[Exercise] Once the line containing "Can you spot the man's short" is found, set down that line and each one after it exactly, through the end of the entries.

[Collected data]
☆ ☆ ☆ ☆ ☆

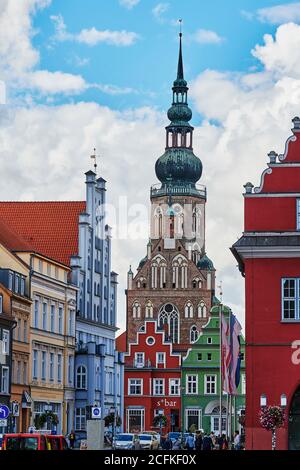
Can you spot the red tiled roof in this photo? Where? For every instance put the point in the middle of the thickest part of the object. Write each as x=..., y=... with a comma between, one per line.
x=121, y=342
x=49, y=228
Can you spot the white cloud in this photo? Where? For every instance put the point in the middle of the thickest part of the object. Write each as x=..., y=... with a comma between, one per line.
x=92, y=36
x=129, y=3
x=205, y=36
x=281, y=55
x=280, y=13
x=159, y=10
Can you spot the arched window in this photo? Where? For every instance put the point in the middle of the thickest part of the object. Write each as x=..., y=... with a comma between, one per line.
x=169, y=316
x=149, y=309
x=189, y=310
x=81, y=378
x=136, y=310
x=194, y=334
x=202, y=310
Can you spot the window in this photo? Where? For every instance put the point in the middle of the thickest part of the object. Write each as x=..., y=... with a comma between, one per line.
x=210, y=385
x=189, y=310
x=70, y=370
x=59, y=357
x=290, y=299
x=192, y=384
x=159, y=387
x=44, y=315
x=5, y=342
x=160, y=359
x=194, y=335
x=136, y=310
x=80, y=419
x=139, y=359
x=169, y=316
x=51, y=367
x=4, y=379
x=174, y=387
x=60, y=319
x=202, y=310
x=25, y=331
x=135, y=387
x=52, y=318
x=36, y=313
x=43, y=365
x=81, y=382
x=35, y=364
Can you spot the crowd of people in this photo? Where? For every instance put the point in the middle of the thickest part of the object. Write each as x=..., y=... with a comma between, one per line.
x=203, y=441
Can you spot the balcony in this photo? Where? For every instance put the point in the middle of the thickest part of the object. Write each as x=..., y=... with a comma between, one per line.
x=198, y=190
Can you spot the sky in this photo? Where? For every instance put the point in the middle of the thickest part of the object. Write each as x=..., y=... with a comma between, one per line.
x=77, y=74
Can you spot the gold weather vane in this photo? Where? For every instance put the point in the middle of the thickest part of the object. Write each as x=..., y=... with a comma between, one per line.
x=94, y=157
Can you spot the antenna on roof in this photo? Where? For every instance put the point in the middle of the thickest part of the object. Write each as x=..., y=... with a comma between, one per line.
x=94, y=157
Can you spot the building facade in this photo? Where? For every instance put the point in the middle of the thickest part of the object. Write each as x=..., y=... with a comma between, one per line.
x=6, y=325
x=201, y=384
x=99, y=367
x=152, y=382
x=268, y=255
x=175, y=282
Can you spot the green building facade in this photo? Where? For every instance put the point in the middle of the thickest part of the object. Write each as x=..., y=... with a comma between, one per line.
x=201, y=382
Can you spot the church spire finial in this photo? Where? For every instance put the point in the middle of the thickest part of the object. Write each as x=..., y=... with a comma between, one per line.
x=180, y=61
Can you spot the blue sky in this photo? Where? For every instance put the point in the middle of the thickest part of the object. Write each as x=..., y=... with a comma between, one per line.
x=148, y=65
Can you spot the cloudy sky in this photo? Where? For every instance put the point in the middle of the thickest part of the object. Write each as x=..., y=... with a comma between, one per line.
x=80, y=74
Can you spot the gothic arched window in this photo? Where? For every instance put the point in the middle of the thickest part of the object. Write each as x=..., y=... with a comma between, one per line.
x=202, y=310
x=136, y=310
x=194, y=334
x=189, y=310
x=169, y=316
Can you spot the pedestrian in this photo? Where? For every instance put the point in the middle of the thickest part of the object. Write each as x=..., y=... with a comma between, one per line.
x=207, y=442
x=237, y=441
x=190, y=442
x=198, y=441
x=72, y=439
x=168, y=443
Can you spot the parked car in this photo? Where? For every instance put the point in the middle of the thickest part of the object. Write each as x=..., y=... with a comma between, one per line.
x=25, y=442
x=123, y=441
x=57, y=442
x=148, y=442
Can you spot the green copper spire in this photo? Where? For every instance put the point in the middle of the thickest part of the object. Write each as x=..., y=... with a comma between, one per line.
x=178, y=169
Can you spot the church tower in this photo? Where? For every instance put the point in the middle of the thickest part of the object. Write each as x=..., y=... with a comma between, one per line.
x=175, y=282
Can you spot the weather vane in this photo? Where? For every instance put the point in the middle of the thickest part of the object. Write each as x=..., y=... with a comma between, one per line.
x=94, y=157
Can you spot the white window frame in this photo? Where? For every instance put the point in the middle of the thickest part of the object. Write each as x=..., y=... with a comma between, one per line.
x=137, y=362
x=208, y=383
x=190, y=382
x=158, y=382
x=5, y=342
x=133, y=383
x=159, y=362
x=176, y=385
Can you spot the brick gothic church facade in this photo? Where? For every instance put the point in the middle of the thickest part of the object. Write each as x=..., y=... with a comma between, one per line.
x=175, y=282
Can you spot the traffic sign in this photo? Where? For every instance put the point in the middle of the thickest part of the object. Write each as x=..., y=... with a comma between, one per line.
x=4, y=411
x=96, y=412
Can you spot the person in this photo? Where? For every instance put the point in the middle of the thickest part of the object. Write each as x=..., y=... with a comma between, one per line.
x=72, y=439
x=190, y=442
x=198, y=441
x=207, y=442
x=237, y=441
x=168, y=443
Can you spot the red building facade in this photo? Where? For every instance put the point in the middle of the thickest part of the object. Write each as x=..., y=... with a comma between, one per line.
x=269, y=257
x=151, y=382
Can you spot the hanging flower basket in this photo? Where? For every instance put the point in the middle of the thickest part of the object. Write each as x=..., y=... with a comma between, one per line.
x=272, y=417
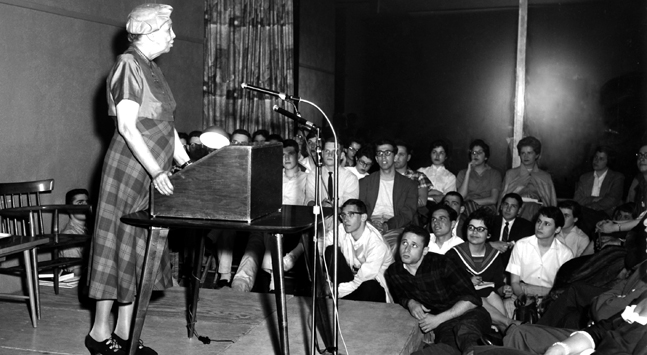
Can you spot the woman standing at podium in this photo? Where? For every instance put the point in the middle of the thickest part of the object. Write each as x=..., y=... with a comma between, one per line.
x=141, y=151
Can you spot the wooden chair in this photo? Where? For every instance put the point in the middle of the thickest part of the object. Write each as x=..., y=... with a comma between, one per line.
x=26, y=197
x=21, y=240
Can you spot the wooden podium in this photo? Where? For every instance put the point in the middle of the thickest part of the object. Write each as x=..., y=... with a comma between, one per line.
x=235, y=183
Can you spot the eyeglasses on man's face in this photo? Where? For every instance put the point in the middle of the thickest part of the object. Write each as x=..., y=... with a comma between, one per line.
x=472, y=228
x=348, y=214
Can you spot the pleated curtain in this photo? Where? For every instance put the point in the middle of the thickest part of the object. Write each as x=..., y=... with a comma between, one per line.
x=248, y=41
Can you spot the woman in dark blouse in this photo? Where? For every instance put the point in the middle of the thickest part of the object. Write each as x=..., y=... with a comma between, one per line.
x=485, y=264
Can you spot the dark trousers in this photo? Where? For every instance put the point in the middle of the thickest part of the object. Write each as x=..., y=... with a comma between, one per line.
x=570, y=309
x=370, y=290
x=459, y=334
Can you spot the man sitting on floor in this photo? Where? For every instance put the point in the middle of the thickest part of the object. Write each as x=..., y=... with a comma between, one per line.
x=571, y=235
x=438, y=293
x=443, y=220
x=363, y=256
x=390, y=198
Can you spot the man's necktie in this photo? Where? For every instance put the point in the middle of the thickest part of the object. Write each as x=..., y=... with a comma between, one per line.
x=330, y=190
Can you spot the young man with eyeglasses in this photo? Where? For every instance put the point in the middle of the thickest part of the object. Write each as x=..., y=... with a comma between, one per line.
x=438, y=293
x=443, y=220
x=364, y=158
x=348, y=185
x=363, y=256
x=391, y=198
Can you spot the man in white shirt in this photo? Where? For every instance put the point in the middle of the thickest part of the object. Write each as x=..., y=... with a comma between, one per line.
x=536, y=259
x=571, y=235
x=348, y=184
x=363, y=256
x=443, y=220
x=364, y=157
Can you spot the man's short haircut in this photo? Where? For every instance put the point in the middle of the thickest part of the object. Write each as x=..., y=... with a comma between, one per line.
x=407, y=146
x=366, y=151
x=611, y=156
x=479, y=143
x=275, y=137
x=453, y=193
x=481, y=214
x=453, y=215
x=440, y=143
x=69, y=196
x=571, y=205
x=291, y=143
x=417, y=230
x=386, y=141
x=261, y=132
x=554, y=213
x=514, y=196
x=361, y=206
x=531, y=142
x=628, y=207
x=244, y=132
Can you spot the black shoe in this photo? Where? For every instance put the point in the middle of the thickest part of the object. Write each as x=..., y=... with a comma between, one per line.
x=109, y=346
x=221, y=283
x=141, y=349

☆ ☆ ☆ ☆ ☆

[Written response]
Can you spot the man's short haircut in this photo? Where? For every instance put the point in the middle of the thickest part of the object. Write each as x=..., y=... with a comma between, one per line.
x=407, y=146
x=366, y=151
x=611, y=156
x=479, y=143
x=275, y=137
x=453, y=193
x=481, y=214
x=453, y=215
x=440, y=143
x=69, y=196
x=571, y=205
x=291, y=143
x=417, y=230
x=386, y=141
x=261, y=132
x=554, y=213
x=514, y=196
x=361, y=206
x=531, y=142
x=628, y=207
x=244, y=132
Can you spot the black shoe in this photo? Where? For every instance put the point in the middle of the thickest part of the object. Write each as x=..., y=... with a comma between, one per line.
x=109, y=346
x=221, y=283
x=141, y=349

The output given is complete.